= Aim =
Rewrite everything from the line containing "# point at: dishwasher" down to the end of the rows, requests included, with each coordinate in the answers multiplied by 0.55 and rounded to a whole number, halves rounded up.

Named-object pointing records:
▼

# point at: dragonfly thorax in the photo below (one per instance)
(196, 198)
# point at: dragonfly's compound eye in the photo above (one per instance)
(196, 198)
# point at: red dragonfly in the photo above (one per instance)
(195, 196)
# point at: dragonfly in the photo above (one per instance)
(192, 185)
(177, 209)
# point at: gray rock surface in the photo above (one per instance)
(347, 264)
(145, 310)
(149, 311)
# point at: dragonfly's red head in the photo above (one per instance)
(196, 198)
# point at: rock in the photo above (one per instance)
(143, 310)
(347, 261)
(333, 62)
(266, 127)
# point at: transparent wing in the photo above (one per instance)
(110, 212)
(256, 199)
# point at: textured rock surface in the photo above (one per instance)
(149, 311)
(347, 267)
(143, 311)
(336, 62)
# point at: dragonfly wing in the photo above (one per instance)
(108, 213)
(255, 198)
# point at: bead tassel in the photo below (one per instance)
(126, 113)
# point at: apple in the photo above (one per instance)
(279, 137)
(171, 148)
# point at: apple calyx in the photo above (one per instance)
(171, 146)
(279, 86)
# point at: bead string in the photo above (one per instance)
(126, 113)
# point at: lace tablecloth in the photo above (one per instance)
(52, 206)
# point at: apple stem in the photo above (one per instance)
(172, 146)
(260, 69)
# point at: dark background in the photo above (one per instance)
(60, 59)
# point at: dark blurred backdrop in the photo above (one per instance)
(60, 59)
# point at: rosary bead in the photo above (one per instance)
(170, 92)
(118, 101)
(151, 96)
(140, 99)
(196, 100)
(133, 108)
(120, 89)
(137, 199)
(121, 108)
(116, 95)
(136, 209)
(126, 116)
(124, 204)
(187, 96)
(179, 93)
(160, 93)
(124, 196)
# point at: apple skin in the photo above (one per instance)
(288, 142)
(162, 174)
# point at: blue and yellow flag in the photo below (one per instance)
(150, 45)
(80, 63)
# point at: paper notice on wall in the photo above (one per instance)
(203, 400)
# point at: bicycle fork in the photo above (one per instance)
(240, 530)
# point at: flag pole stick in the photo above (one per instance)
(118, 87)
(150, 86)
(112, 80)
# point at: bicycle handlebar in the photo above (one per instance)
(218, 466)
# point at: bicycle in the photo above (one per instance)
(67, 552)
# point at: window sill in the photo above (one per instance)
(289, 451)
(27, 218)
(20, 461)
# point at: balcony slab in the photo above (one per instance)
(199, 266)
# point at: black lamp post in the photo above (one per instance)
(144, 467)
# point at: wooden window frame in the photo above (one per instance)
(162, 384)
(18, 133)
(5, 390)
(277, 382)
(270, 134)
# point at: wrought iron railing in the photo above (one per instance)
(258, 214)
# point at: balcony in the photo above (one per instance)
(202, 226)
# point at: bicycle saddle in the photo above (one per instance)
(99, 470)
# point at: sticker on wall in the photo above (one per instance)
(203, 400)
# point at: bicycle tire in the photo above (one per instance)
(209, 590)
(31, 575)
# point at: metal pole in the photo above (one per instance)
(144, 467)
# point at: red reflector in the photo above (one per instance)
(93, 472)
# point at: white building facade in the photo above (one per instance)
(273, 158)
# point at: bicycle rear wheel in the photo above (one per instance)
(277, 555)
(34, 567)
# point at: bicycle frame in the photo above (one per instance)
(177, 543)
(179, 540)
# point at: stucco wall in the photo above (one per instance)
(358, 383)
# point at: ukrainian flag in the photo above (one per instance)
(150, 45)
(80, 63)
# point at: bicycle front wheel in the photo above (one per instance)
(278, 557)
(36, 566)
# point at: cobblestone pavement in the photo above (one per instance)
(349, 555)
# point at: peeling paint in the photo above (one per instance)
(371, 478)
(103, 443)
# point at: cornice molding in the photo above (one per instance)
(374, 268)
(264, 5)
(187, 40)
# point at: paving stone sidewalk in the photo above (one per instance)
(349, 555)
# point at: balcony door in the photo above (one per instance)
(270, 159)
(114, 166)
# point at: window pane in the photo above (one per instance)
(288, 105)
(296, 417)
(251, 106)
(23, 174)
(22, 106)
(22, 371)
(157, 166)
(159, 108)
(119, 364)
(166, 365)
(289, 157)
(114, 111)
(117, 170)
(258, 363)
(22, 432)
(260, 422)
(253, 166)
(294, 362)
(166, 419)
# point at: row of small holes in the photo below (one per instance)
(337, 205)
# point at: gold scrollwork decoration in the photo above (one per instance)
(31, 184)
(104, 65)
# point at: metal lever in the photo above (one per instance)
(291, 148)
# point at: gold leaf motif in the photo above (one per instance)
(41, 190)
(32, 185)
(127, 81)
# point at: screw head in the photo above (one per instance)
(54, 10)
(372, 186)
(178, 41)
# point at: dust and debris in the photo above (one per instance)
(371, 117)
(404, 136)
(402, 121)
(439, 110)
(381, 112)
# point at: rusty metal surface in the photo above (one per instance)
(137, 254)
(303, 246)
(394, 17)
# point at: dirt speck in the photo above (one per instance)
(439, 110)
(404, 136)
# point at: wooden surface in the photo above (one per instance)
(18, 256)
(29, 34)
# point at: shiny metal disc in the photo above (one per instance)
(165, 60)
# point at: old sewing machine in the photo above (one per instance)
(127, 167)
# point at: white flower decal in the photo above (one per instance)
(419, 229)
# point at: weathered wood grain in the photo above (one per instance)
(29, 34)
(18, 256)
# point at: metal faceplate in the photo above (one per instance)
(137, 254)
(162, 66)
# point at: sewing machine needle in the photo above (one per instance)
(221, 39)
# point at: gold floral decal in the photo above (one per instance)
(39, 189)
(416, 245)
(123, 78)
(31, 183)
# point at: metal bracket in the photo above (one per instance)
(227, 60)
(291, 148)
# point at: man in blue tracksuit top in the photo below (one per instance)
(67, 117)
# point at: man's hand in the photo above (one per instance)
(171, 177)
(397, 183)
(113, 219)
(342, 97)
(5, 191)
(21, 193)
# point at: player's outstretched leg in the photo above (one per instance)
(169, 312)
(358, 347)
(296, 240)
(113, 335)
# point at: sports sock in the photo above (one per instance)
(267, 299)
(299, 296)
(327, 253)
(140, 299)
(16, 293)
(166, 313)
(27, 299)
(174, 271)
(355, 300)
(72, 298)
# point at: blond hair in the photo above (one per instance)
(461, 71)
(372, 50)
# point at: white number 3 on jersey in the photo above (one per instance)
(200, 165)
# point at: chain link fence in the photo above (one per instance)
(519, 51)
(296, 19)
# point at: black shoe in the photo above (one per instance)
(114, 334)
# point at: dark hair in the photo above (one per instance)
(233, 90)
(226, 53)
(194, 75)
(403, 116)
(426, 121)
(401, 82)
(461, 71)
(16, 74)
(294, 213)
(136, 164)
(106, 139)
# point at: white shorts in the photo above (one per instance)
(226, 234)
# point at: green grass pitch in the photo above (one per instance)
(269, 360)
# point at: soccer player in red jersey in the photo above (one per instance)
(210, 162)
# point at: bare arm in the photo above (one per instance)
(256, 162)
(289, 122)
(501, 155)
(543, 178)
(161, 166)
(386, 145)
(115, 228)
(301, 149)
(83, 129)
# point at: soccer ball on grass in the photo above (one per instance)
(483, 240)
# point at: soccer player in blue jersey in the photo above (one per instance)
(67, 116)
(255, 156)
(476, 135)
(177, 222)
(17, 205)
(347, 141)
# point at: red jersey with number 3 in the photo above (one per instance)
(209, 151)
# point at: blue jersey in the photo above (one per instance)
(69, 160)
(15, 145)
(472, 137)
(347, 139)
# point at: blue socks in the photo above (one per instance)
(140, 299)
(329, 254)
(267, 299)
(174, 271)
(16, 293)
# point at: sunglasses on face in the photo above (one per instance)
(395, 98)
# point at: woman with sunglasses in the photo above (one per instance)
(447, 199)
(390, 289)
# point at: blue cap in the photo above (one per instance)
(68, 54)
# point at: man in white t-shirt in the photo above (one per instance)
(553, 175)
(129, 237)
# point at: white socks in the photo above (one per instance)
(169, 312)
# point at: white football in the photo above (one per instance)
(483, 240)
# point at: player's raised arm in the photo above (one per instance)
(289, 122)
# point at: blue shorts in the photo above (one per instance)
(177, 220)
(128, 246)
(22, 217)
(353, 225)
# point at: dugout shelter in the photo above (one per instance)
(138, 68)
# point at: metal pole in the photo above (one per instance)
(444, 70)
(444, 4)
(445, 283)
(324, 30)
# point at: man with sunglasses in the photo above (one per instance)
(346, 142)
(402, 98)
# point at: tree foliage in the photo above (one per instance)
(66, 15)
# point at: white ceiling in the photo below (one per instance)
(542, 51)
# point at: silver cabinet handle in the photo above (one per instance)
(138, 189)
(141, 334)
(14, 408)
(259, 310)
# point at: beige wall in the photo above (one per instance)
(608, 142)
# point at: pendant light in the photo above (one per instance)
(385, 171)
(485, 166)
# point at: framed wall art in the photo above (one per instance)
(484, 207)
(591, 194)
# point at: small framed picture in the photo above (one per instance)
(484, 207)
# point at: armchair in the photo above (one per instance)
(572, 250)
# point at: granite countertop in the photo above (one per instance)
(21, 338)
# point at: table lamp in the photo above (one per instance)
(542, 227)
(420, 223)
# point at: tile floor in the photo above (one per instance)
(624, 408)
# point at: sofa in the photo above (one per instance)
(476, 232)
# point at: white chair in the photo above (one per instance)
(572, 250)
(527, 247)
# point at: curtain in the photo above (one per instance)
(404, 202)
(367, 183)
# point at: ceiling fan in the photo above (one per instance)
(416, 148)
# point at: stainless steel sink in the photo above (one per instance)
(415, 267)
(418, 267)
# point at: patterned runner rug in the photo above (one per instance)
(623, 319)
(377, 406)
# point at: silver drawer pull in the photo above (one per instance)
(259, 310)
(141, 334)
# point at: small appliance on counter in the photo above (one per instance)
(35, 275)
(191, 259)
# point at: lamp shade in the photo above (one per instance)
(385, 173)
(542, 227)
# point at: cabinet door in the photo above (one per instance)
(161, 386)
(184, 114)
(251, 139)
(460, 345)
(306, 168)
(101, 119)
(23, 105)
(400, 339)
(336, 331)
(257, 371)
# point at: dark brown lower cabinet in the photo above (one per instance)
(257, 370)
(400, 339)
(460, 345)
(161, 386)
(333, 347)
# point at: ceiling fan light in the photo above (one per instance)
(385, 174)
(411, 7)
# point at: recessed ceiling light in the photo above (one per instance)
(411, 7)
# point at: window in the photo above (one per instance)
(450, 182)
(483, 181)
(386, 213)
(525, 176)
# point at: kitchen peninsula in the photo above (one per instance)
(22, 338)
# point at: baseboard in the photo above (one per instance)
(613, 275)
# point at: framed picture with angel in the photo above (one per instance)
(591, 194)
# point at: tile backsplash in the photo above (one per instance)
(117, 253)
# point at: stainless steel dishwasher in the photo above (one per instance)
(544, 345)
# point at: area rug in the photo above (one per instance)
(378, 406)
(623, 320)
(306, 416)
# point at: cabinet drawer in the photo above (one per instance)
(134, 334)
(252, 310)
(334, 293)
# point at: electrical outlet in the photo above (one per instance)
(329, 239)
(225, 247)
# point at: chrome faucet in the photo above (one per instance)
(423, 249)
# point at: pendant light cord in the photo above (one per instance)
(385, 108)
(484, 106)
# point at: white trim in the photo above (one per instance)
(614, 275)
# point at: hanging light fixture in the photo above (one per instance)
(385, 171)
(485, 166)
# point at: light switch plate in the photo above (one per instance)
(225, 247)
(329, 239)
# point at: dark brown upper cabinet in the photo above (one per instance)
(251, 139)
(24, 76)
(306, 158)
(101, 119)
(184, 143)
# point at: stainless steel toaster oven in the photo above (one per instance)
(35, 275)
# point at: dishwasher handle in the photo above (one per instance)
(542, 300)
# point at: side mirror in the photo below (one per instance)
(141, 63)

▲

= Reply =
# point at: dishwasher handle in the photo above (one per instance)
(298, 165)
# point at: side mirror in the photo below (one per instance)
(78, 35)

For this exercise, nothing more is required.